>> Start Article

The next section will focus on pre-processing the data and getting it in the form required by extracting the sentences, relations and entities into a training and test dataframe.

In [56]:
# Define paths
dataset_root = "/content/webnlg-dataset/release_v3.0/en/train/"
test_root = "/content/webnlg-dataset/release_v3.0/en/dev/"

# Function to find dataset files
def find_dataset_files(root_folder, file_extension=".xml"):
    dataset_files = []
    for subdir, _, files in os.walk(root_folder):
        for file in files:
            if file.endswith(file_extension):
                dataset_files.append(os.path.join(subdir, file))
    return dataset_files

# Load training data
def load_all_data(root_folder):
    dataset_files = find_dataset_files(root_folder, file_extension=".xml")
    all_data = []
    for file in dataset_files:
        print(f"Loading: {file}")
        data = load_webnlg_dataset(file, task="rdf2text")
        # print(data)
        all_data.extend(data)
    return all_data

# Load training and test data
train_data = load_all_data(dataset_root)
test_data = load_all_data(test_root)

# Convert to DataFrames
train_df = pd.DataFrame(train_data, columns=["input", "output"])
test_df = pd.DataFrame(test_data, columns=["input", "output"])
print(f"Training examples: {len(train_df)}")
print(f"Test examples: {len(test_df)}")

# Display some examples
print("\nTraining examples:")
print(train_df.head(3))

print("\nTest examples:")
print(test_df.head(3))

>> End Article

Directive a:
Reproduce the whole data preprocessing excerpt above word for word, code included.

>> Start Dataset extract

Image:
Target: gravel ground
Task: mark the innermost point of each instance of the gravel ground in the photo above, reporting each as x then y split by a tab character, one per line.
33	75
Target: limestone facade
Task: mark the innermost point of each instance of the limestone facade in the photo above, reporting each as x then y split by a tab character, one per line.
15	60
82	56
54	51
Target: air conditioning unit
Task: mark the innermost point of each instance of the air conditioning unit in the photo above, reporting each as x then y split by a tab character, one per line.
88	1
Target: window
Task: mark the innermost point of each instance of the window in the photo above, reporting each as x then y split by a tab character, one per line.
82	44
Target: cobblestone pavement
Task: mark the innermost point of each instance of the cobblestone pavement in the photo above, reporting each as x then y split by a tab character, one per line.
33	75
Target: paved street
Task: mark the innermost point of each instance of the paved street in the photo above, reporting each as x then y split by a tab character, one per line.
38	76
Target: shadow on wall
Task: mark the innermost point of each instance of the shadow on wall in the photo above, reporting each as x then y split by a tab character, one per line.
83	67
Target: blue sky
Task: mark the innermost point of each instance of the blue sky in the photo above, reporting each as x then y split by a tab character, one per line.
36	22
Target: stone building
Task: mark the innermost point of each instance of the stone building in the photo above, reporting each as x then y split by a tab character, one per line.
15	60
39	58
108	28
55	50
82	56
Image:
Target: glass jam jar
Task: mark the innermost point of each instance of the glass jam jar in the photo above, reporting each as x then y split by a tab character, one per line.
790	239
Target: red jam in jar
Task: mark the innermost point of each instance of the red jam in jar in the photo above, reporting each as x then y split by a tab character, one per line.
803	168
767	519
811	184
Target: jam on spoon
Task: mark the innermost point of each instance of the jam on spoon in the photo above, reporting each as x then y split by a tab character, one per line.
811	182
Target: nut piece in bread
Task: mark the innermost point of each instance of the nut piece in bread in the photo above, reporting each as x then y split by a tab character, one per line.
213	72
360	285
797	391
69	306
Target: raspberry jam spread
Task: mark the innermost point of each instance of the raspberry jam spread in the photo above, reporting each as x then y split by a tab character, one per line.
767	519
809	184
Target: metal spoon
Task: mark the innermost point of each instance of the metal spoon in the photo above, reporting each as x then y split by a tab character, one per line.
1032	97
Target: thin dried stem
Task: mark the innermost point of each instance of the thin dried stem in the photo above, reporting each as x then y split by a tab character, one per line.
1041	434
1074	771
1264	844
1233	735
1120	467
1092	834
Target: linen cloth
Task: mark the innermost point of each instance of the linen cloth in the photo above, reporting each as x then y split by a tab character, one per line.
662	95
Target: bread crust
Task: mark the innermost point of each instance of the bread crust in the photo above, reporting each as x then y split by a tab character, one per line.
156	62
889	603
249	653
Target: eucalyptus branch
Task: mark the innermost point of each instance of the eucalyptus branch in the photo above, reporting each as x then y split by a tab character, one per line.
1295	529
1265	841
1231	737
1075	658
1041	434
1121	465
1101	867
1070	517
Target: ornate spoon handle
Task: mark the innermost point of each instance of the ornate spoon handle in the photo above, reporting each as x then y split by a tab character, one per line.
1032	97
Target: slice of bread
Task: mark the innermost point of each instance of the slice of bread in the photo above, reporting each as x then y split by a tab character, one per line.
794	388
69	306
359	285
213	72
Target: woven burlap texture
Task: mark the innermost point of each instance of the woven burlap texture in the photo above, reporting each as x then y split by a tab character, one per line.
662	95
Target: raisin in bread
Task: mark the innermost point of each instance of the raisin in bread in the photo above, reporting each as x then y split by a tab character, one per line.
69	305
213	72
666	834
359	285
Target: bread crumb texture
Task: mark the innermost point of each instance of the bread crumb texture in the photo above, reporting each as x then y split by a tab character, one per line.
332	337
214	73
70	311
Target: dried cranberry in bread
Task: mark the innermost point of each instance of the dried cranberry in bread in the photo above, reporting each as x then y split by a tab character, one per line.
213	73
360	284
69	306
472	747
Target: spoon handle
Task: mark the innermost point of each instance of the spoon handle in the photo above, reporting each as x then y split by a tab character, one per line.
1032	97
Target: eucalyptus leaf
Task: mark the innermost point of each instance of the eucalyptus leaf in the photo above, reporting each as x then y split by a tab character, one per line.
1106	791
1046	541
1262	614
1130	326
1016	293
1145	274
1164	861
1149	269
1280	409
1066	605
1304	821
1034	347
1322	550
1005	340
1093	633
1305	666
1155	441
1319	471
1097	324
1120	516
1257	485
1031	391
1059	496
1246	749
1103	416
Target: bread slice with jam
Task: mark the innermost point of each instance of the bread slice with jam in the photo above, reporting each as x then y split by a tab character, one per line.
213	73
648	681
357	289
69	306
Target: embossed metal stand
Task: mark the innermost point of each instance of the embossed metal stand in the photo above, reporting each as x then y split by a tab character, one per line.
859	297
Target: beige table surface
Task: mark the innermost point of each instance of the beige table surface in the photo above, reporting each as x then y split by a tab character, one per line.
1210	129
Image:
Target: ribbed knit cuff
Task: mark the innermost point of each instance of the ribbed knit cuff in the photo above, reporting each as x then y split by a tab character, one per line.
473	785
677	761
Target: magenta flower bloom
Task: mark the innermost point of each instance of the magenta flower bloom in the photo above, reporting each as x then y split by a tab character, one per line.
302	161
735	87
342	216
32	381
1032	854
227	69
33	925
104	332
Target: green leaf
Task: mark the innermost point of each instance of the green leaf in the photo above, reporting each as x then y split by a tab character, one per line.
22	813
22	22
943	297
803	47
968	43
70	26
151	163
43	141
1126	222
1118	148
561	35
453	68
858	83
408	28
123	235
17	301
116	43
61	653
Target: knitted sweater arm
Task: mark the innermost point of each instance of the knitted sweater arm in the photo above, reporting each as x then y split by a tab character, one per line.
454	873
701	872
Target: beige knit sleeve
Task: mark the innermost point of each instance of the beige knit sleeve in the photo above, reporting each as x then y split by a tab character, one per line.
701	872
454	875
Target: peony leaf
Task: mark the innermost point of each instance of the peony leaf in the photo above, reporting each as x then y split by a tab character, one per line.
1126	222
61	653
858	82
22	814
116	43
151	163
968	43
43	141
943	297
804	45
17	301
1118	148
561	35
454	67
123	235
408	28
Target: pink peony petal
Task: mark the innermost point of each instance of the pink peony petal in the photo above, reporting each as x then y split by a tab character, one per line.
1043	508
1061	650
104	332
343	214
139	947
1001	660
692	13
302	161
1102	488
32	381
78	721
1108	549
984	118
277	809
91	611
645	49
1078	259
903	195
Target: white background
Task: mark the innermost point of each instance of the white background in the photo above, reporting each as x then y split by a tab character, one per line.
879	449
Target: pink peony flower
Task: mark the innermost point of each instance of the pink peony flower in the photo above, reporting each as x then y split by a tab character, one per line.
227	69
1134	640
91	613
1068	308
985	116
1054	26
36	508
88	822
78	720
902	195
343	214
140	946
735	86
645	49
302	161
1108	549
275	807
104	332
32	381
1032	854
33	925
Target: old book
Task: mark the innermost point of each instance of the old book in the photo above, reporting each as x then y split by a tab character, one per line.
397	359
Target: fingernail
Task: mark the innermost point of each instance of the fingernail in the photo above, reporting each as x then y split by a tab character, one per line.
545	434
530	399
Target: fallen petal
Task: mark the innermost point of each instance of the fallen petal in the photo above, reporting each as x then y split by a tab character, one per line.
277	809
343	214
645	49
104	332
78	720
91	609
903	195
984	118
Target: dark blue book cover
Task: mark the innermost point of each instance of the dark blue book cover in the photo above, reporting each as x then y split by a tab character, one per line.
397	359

>> End Dataset extract

Directive b:
Show every line of the records that contains the string "conditioning", matching case exactly.

Written answer a:
The next section will focus on pre-processing the data and getting it in the form required by extracting the sentences, relations and entities into a training and test dataframe.

In [56]:
# Define paths
dataset_root = "/content/webnlg-dataset/release_v3.0/en/train/"
test_root = "/content/webnlg-dataset/release_v3.0/en/dev/"

# Function to find dataset files
def find_dataset_files(root_folder, file_extension=".xml"):
    dataset_files = []
    for subdir, _, files in os.walk(root_folder):
        for file in files:
            if file.endswith(file_extension):
                dataset_files.append(os.path.join(subdir, file))
    return dataset_files

# Load training data
def load_all_data(root_folder):
    dataset_files = find_dataset_files(root_folder, file_extension=".xml")
    all_data = []
    for file in dataset_files:
        print(f"Loading: {file}")
        data = load_webnlg_dataset(file, task="rdf2text")
        # print(data)
        all_data.extend(data)
    return all_data

# Load training and test data
train_data = load_all_data(dataset_root)
test_data = load_all_data(test_root)

# Convert to DataFrames
train_df = pd.DataFrame(train_data, columns=["input", "output"])
test_df = pd.DataFrame(test_data, columns=["input", "output"])
print(f"Training examples: {len(train_df)}")
print(f"Test examples: {len(test_df)}")

# Display some examples
print("\nTraining examples:")
print(train_df.head(3))

print("\nTest examples:")
print(test_df.head(3))

Written answer b:
Target: air conditioning unit
Task: mark the innermost point of each instance of the air conditioning unit in the photo above, reporting each as x then y split by a tab character, one per line.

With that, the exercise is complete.